## Compiti
1) Le tre affermazioni seguenti concordano con il brano sulla Spagnola? Rispondi sì o no a ciascuna, citando alla lettera le parole del brano che lo stabiliscono: (a) i quotidiani nazionali mettevano spesso la Spagnola in prima pagina; (b) manifestare dolore in pubblico era vietato per legge; (c) la Spagnola colpiva soprattutto gli anziani.
2) Quante vittime produsse in Italia la Spagnola, secondo il brano sulla Spagnola?
3) Ricopia parola per parola, dal brano sulla Spagnola, tutto ciò che va da "In parte, ciò" giù fino a "esplicitamente (p. 124).".

## Brano da leggere
-=-=-=-=-

Perché la Spagnola, che pure produsse in Italia tra le 350.000 e le 600.000 vittime in poche settimane, non produsse reazioni di panico tra la popolazione paragonabili a quelli dell’attuale pandemia da Covid-19, al punto da essere quasi dimenticata dalla storiografia novecentesca? Secondo Alfani e Melegaro, autori di Pandemie d’Italia (EGEA, 2010), varie sono le possibili cause di questo fenomeno.
In parte, ciò fu dovuto alla censura di guerra imposta dal governo. I quotidiani nazionali, di fatto, dedicarono alla pandemia uno spazio assai minore rispetto a quello che ci si potrebbe attendere. La Spagnola non occupa mai o quasi mai le prime pagine, e compare solo nella cronaca locale […]. Il tono prevalente è rassicurante, e si insiste sulla sostanziale «benignità» della malattia. Chi esprime opinione contraria viene trattato da disfattista e condannato esplicitamente (p. 124).
La censura non riguardava solo la stampa e proibiva tutte quelle pratiche che avrebbero potuto accrescere il timore della popolazione:
qualunque manifestazione di dolore, in pubblico, era vietata per legge. Non si udivano più suonare le campane. Cortei funebri, prediche, corone, gli annunci mortuari che da sempre erano stati affissi sui muri delle città, erano banditi. Proibito era pure chiudere, in segno di lutto, uno dei due battenti del portone di un edificio […]. La popolazione, peraltro, era abituata a ricevere notizie luttuose dal fronte, e quindi in qualche modo più pronta e rassegnata a fare i conti con un accresciuto rischio di morte (p. 125).
A ciò si aggiunge, naturalmente, l’assenza dei media di cui disponiamo nel XXI secolo, la cui diffusione e fruizione capillare avrebbero certamente suscitato reazioni maggiori nella popolazione.
La censura di guerra e l’impegno collettivo a sostegno dello sforzo bellico sono sicuramente due delle cause principali del limitato impatto della Spagnola sulla mente dei contemporanei. L’esortazione a sopportare “eroicamente” il lutto in forma privata e il volgersi dell’attenzione dei più sulla fase conclusiva del conflitto incisero parecchio in tal senso. Secondo Alfani e Melegaro, tuttavia, è possibile citare altre due ragioni. Innanzitutto, la Spagnola, accanendosi sui giovani adulti, giunse a decimare esattamente coloro che già stavano pagando il tributo più elevato alla guerra (p. 129). La sovrapposizione, quasi matematica, di cause di morte diverse schermò, o almeno appannò, la percezione della letalità della Spagnola.

-=-=-=-=-

## Dati registrati
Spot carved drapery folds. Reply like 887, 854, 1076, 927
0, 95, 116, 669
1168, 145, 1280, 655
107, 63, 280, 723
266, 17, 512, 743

-=-=-=-=-

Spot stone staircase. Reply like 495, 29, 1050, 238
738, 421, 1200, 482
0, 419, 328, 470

-=-=-=-=-

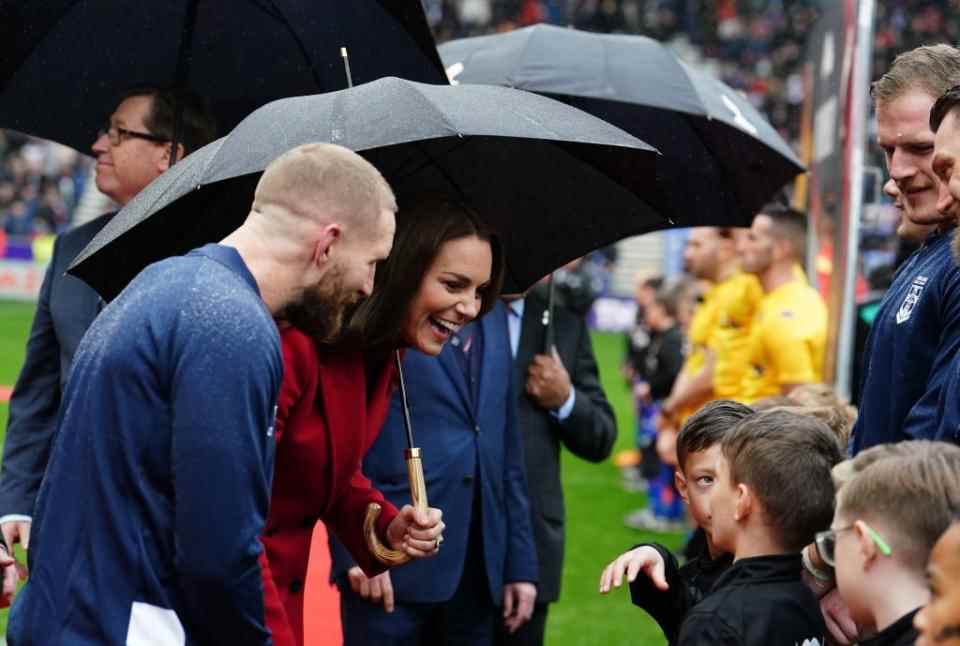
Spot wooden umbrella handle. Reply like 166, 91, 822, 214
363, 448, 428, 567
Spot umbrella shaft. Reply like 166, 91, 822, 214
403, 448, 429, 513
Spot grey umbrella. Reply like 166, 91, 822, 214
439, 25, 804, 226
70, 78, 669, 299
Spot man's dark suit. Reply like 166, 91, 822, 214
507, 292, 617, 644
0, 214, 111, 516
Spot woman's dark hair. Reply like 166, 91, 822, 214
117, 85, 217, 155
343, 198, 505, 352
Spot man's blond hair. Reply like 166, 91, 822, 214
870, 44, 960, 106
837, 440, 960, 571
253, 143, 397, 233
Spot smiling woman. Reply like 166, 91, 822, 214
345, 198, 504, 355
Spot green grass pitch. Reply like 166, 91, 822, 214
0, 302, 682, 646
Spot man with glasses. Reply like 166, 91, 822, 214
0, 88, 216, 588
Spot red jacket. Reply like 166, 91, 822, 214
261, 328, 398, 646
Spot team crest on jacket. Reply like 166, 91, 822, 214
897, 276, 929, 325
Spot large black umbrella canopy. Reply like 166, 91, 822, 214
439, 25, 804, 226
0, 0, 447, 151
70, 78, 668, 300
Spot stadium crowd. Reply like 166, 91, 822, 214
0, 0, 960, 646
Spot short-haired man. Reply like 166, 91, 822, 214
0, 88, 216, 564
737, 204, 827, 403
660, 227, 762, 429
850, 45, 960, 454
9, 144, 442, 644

-=-=-=-=-

## Soluzioni dell'esercizio
1)
(a) No: "La Spagnola non occupa mai o quasi mai le prime pagine".
(b) Sì: "qualunque manifestazione di dolore, in pubblico, era vietata per legge".
(c) No: "la Spagnola, accanendosi sui giovani adulti, giunse a decimare esattamente coloro che già stavano pagando il tributo più elevato alla guerra".

2) Tra le 350.000 e le 600.000, in poche settimane.

3)
In parte, ciò fu dovuto alla censura di guerra imposta dal governo. I quotidiani nazionali, di fatto, dedicarono alla pandemia uno spazio assai minore rispetto a quello che ci si potrebbe attendere. La Spagnola non occupa mai o quasi mai le prime pagine, e compare solo nella cronaca locale […]. Il tono prevalente è rassicurante, e si insiste sulla sostanziale «benignità» della malattia. Chi esprime opinione contraria viene trattato da disfattista e condannato esplicitamente (p. 124).